**SHORT EXERCISE**
Can you rewrite the rows below, replacing "Box every" with "Draw a box around every" throughout, leaving everything else unchanged and omitting the pictures?

▼

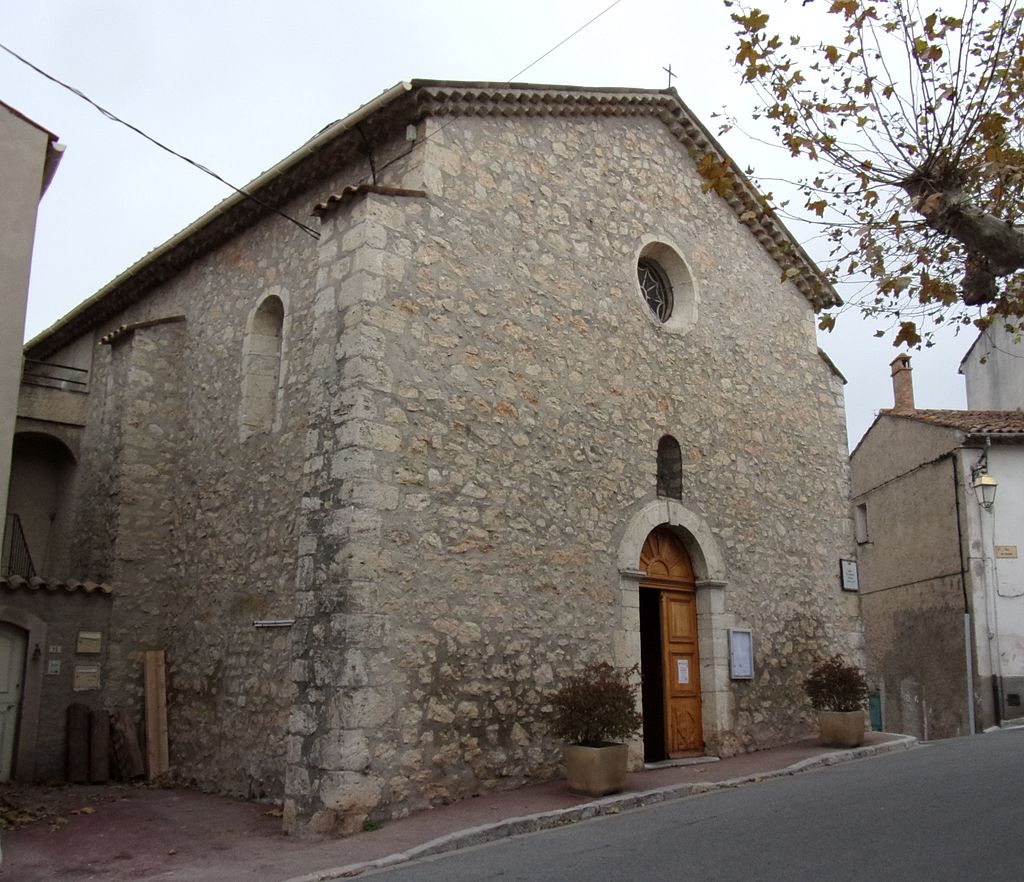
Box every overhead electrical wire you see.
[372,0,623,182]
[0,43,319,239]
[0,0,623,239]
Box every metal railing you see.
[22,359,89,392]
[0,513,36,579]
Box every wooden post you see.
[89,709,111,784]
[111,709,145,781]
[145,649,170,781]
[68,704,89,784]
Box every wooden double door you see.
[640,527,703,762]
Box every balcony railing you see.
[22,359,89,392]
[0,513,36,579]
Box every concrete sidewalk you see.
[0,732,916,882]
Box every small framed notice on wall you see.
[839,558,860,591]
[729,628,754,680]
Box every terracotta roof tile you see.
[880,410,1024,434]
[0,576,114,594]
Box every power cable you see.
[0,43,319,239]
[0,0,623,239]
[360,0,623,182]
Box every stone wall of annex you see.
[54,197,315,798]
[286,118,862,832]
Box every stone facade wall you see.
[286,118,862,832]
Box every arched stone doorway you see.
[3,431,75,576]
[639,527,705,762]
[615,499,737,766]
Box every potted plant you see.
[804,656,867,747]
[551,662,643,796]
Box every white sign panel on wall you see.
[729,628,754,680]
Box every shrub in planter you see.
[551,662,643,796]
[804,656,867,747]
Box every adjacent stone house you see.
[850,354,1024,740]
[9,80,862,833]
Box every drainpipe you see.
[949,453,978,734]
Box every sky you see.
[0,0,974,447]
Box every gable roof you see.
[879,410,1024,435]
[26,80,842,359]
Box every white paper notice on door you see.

▲

**FULL ANSWER**
Draw a box around every overhead electrical wire you see.
[372,0,623,182]
[0,43,319,239]
[0,0,623,239]
Draw a box around every metal railing you see.
[22,359,89,392]
[0,513,36,579]
Draw a box around every wooden post you see.
[89,709,111,784]
[111,709,145,781]
[145,649,170,781]
[68,704,89,784]
Draw a box around every wooden double door you see.
[640,527,703,762]
Draw a box around every balcony railing you see.
[22,359,89,392]
[0,513,36,579]
Draw a box around every concrete sidewalk you see.
[0,732,916,882]
Draw a box around every small framed notice on wall you see.
[839,558,860,591]
[729,628,754,680]
Draw a box around every terracotta roof tile you see.
[880,410,1024,434]
[0,576,114,594]
Draw a box around every power cable you see.
[0,43,319,239]
[0,0,623,239]
[360,0,623,182]
Draw a box around every stone wall of annex you see.
[54,197,315,798]
[286,118,862,832]
Draw a box around every stone facade wall you see.
[286,118,862,832]
Draw a box around every arched stone doorway you see.
[3,431,75,576]
[639,527,705,762]
[615,499,737,766]
Draw a box around every potted plant you see.
[804,656,867,747]
[551,662,643,796]
Draw a box around every white sign panel on wall you see.
[729,628,754,680]
Draw a box around every shrub in planter you see.
[551,662,643,796]
[804,656,867,747]
Draw a box around every adjacent stone house you see.
[850,354,1024,740]
[9,80,862,833]
Draw a box around every drainpipe you see.
[949,453,978,734]
Draw a box around every sky you see.
[0,0,974,447]
Draw a box around every gable roof you see.
[879,410,1024,435]
[26,80,842,359]
Draw a box around every white paper notice on door you see.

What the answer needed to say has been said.